-------- DATA SUPPLIED --------

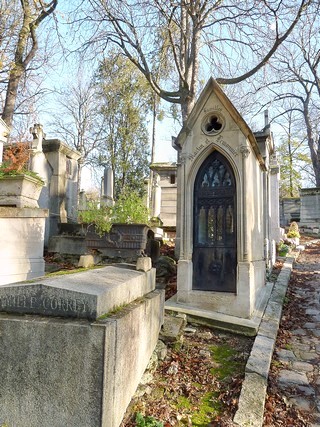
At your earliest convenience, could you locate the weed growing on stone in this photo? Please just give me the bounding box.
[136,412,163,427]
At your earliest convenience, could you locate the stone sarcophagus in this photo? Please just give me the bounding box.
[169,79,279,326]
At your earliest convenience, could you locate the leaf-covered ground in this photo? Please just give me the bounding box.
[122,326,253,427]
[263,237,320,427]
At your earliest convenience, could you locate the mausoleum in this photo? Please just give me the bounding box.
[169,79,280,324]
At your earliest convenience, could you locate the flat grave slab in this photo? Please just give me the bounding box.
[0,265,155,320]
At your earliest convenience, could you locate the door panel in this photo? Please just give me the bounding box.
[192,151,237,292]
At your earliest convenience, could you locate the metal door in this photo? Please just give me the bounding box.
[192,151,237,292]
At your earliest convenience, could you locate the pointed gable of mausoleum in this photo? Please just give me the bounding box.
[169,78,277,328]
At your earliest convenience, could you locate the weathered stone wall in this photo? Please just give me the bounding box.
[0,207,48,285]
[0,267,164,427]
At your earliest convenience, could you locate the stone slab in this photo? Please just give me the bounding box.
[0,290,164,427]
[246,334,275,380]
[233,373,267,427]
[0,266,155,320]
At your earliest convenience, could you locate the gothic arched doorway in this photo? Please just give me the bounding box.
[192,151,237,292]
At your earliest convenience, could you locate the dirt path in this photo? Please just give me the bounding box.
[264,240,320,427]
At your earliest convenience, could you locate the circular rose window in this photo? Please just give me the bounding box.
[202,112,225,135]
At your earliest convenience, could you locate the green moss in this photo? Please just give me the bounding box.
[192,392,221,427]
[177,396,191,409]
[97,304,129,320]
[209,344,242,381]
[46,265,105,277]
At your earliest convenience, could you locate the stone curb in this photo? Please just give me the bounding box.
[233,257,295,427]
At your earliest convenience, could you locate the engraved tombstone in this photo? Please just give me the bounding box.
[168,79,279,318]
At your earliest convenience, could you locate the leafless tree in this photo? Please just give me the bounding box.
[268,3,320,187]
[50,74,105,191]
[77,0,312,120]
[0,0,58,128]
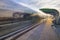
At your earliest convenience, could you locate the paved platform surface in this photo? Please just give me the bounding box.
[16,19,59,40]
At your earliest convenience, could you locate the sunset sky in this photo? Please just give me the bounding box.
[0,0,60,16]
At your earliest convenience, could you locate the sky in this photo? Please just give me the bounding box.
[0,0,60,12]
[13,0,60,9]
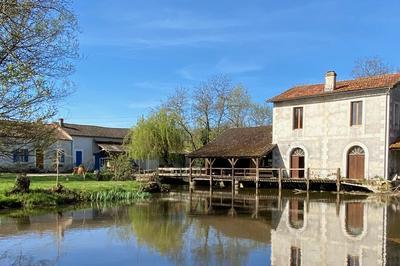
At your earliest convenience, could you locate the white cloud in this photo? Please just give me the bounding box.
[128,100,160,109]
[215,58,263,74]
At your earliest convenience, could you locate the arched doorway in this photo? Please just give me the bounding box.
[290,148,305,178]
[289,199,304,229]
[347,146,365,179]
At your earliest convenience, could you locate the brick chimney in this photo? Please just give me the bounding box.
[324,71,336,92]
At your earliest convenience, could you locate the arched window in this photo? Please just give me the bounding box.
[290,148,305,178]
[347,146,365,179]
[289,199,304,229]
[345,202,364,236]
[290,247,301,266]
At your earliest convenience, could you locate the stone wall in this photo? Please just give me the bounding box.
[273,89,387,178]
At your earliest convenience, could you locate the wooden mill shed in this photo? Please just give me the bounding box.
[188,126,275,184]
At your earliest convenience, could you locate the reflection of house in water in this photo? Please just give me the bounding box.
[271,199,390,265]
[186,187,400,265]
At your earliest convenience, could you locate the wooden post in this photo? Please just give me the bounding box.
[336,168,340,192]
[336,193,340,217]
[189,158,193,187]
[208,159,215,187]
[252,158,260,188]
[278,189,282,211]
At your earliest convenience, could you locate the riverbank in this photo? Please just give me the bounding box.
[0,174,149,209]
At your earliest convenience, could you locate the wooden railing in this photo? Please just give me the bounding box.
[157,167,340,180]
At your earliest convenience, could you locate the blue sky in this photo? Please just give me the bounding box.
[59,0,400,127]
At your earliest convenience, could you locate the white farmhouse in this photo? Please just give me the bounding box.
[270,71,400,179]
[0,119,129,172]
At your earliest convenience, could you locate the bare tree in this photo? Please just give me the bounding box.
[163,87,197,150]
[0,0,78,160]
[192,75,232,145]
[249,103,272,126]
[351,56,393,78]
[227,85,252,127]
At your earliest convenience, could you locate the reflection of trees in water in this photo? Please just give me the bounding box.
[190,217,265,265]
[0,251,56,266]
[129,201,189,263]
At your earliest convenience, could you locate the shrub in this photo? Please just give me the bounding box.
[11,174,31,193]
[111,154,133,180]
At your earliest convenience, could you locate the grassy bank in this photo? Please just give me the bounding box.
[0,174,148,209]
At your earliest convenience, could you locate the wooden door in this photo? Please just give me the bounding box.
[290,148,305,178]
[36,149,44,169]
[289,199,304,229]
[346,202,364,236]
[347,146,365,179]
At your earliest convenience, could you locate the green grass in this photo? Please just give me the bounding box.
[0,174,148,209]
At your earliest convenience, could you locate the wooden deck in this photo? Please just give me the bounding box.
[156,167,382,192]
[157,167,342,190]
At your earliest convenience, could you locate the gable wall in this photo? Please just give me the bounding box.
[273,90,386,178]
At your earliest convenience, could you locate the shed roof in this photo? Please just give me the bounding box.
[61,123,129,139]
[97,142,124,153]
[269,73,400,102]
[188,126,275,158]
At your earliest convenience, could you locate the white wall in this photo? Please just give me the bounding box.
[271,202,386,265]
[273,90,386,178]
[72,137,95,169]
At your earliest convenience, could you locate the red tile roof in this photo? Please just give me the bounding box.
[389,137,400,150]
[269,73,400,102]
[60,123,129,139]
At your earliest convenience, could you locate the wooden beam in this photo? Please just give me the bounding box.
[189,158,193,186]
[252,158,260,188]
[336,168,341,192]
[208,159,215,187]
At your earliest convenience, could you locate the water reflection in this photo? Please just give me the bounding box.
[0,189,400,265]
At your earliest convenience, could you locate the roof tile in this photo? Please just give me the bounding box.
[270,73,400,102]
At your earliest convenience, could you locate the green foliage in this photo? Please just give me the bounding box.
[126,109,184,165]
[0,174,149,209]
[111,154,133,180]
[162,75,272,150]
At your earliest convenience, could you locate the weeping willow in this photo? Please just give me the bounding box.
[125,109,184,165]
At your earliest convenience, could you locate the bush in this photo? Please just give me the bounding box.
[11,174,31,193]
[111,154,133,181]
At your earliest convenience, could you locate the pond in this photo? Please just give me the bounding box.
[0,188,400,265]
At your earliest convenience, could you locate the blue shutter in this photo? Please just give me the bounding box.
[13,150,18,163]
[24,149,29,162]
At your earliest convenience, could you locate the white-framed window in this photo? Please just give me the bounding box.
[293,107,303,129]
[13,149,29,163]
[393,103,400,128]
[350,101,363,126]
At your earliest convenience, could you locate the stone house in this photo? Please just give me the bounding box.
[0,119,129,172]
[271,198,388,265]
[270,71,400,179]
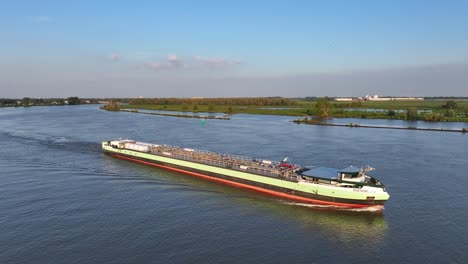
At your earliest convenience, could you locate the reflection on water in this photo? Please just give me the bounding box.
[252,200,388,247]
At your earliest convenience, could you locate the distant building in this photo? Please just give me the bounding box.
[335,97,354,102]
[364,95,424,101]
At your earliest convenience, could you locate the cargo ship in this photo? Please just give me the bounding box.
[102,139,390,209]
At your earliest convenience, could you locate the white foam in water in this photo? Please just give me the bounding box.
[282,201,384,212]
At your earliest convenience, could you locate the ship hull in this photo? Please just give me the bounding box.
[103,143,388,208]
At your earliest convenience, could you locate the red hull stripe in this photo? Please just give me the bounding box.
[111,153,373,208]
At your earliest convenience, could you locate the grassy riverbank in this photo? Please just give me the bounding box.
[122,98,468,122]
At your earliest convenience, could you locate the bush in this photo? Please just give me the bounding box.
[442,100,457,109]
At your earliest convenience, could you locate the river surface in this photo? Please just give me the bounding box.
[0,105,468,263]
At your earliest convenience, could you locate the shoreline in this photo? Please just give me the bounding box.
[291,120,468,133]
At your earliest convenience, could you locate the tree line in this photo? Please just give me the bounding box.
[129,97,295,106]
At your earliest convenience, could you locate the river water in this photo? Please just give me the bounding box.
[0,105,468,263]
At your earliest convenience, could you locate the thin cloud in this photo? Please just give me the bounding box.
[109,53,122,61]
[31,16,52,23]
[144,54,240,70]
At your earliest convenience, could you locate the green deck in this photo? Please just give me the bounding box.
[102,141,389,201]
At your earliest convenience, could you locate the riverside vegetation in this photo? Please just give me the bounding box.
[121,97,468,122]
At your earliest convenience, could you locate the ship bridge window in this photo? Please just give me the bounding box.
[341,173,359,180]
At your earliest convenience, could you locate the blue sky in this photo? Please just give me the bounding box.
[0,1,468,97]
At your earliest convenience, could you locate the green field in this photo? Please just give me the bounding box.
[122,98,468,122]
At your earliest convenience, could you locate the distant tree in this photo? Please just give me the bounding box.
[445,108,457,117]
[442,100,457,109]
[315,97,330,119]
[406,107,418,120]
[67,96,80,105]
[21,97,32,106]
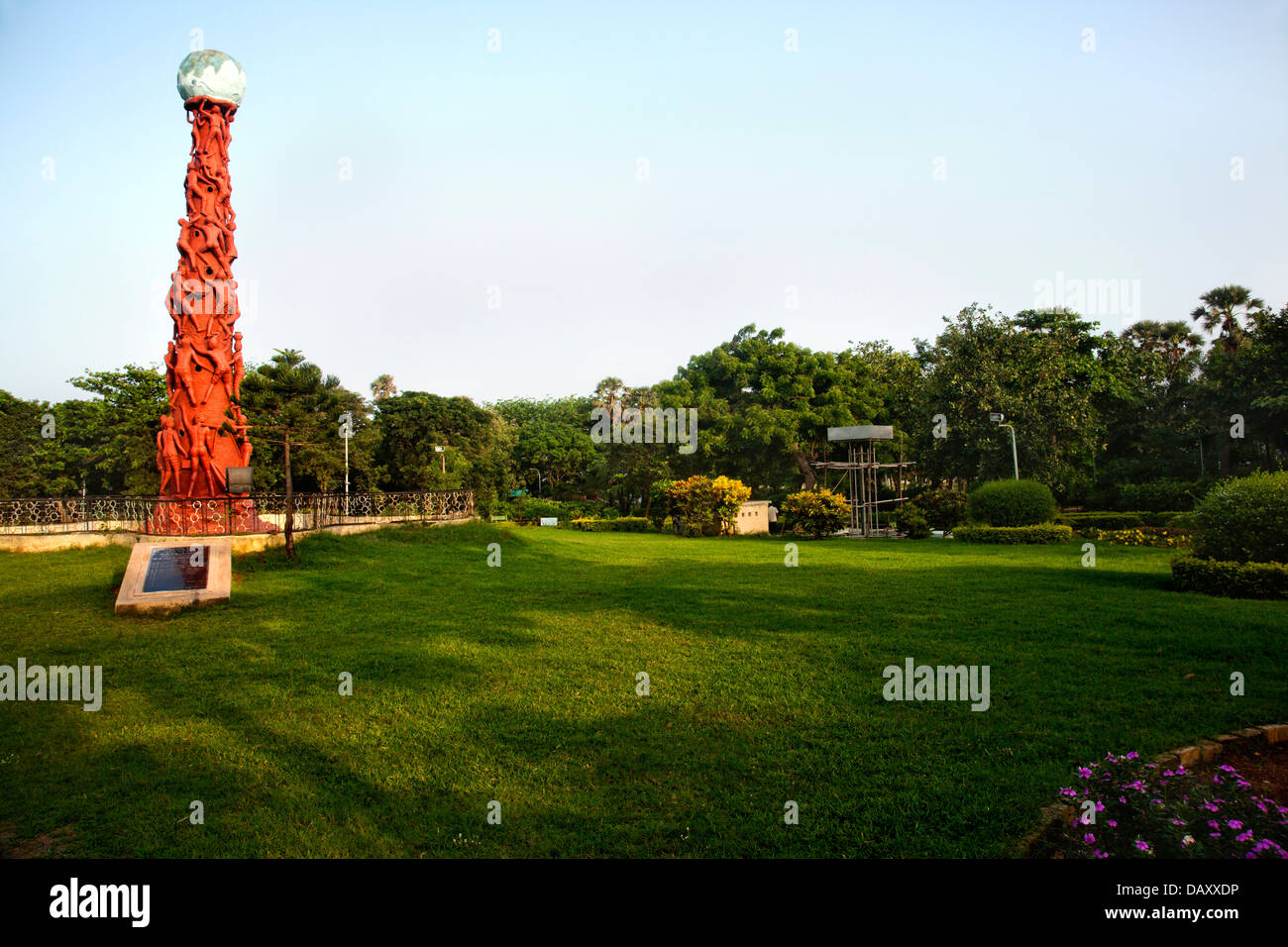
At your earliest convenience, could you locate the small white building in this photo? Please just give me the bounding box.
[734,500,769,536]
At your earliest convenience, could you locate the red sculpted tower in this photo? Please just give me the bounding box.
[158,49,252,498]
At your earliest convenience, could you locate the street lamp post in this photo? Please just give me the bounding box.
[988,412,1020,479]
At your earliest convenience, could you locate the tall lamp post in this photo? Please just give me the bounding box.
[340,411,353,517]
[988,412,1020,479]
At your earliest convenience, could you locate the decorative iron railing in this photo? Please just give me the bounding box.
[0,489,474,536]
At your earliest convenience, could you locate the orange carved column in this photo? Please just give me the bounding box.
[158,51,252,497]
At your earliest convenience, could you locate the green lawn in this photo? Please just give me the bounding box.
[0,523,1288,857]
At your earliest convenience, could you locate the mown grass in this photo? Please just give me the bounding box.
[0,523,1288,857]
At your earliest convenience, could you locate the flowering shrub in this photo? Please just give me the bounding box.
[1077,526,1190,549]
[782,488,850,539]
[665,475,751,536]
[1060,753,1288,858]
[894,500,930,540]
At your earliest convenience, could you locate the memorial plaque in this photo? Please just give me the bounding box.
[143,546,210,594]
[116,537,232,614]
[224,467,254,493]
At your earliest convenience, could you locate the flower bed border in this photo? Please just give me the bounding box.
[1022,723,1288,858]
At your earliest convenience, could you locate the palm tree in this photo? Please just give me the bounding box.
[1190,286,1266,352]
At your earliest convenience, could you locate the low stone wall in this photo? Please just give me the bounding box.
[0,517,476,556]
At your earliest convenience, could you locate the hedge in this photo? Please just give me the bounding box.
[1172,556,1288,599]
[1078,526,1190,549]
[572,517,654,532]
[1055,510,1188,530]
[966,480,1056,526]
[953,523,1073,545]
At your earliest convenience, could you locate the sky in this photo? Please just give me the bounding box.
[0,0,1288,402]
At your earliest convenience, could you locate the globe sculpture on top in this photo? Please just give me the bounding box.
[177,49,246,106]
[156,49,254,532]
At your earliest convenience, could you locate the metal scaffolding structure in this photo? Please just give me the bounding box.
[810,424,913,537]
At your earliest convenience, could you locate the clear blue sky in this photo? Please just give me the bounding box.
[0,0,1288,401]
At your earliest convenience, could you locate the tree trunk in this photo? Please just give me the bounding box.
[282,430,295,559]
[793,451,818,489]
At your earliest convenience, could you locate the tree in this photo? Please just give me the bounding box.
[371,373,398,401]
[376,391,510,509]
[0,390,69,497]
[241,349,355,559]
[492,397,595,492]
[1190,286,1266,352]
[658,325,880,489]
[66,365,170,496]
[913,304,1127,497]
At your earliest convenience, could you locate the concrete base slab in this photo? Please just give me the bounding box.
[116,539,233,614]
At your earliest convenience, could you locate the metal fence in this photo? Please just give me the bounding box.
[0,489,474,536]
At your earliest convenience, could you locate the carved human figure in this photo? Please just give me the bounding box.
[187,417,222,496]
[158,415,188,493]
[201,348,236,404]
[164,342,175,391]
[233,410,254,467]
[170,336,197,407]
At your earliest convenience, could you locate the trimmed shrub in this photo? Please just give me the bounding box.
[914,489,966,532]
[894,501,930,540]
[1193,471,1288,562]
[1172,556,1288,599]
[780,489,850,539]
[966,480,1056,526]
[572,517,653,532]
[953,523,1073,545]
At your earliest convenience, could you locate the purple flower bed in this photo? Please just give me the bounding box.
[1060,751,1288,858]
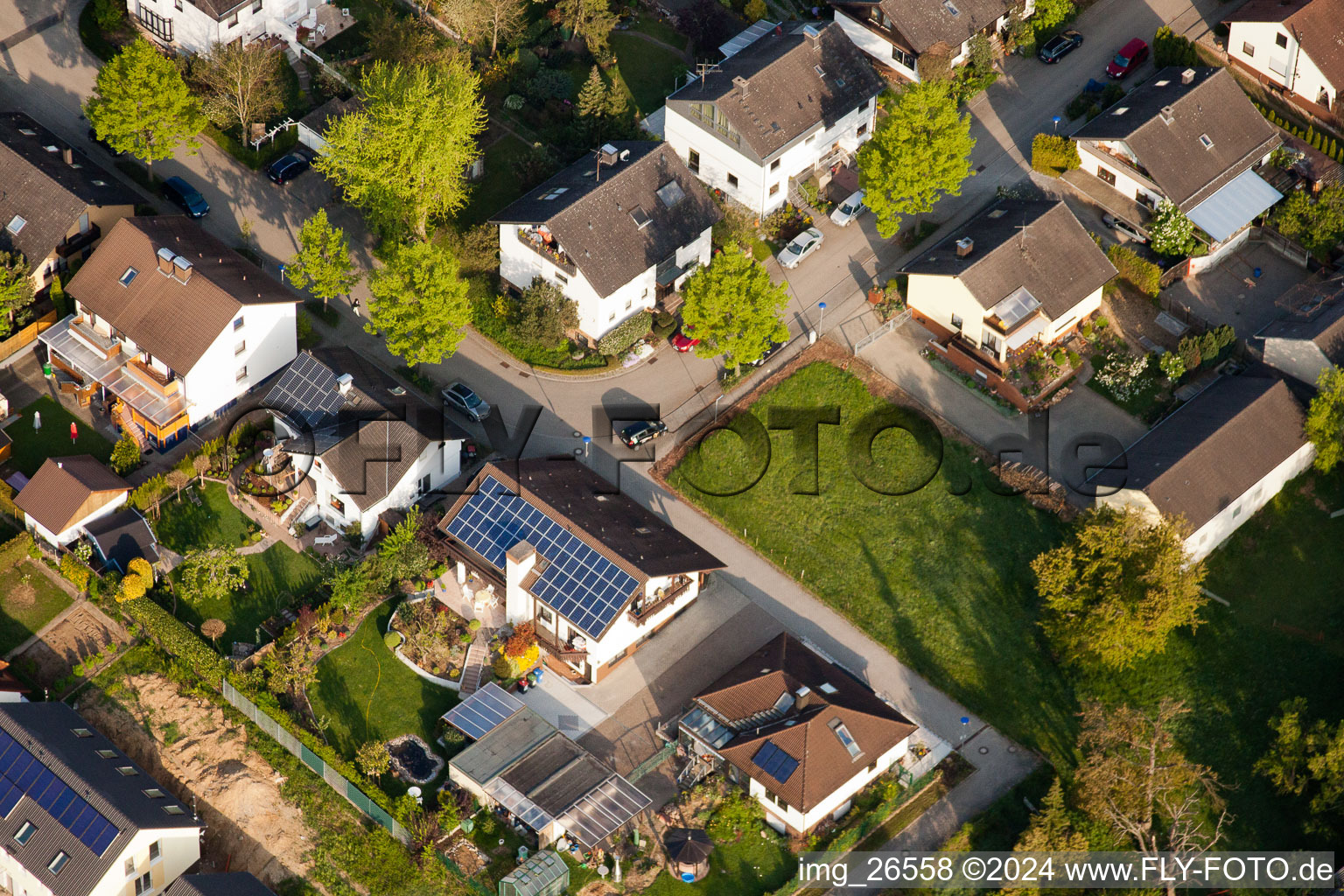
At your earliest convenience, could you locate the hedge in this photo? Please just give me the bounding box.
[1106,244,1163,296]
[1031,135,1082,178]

--------

[TASK DETAILS]
Reproduce verbatim the stretch of rows from the very beginning through the line containing "[168,79,279,318]", leaving out the pictures.

[OUTPUT OF THE TASK]
At your earliest convenience, could you locate the weed growing on stone in this photo? Please just give me the bounding box.
[136,412,163,427]
At your earliest convenience, could you locate the stone sarcophagus in this photo? Please just give me the bounding box.
[169,79,279,326]
At your earliest convenience, could you locate the leaf-covered ground in this photo? Please just give me the bounding box.
[122,326,253,427]
[263,237,320,427]
At your earliest convenience, could you locate the mausoleum in this photo? Please just give me the bounding box.
[169,79,280,324]
At your earliest convenience, could you locate the flat grave slab in this photo? Please just give me the bounding box.
[0,265,155,320]
At your earliest convenience, could you locate the door panel in this photo? Please just give me the bounding box.
[192,151,237,292]
At your earliest convenience, could you locate the metal door in this photo? Please just give me the bounding box.
[192,151,237,292]
At your earliest convenience, could you locate the pointed gable of mausoleum in this photo? Please just give me the bounding box.
[169,78,277,328]
At your earliest convenience, could you locate the weathered stone wall in this photo? Please just give me the bounding box.
[0,207,48,285]
[0,267,164,427]
At your earliest convenience, could you locate the stone slab in this photo? Please just give me the bounding box.
[0,290,164,427]
[246,334,275,380]
[233,373,267,427]
[0,266,155,320]
At your earliest convenience, could you locate the gothic arched doorway in this photo? Please just give me the bounding box.
[192,151,237,292]
At your earliest convenience, could you locate the dirt path in this photo? Please just give me the bounding box.
[264,240,320,427]
At your earliest convenience, could you locate the circular rose window in this photo? Please just give me the bounding box.
[202,112,225,135]
At your earliest convenience, could you locate the green moss in this photo? Please just give me the bounding box.
[192,392,221,427]
[177,396,191,409]
[97,304,129,320]
[209,344,242,381]
[46,265,105,277]
At your earliest convenience, could you locate the stone curb in this photo? Please just give me the bounding box.
[233,257,295,427]
At your earliest convenience, could you locate the engraved tombstone in this photo? Please just give me the bounding box.
[168,79,279,318]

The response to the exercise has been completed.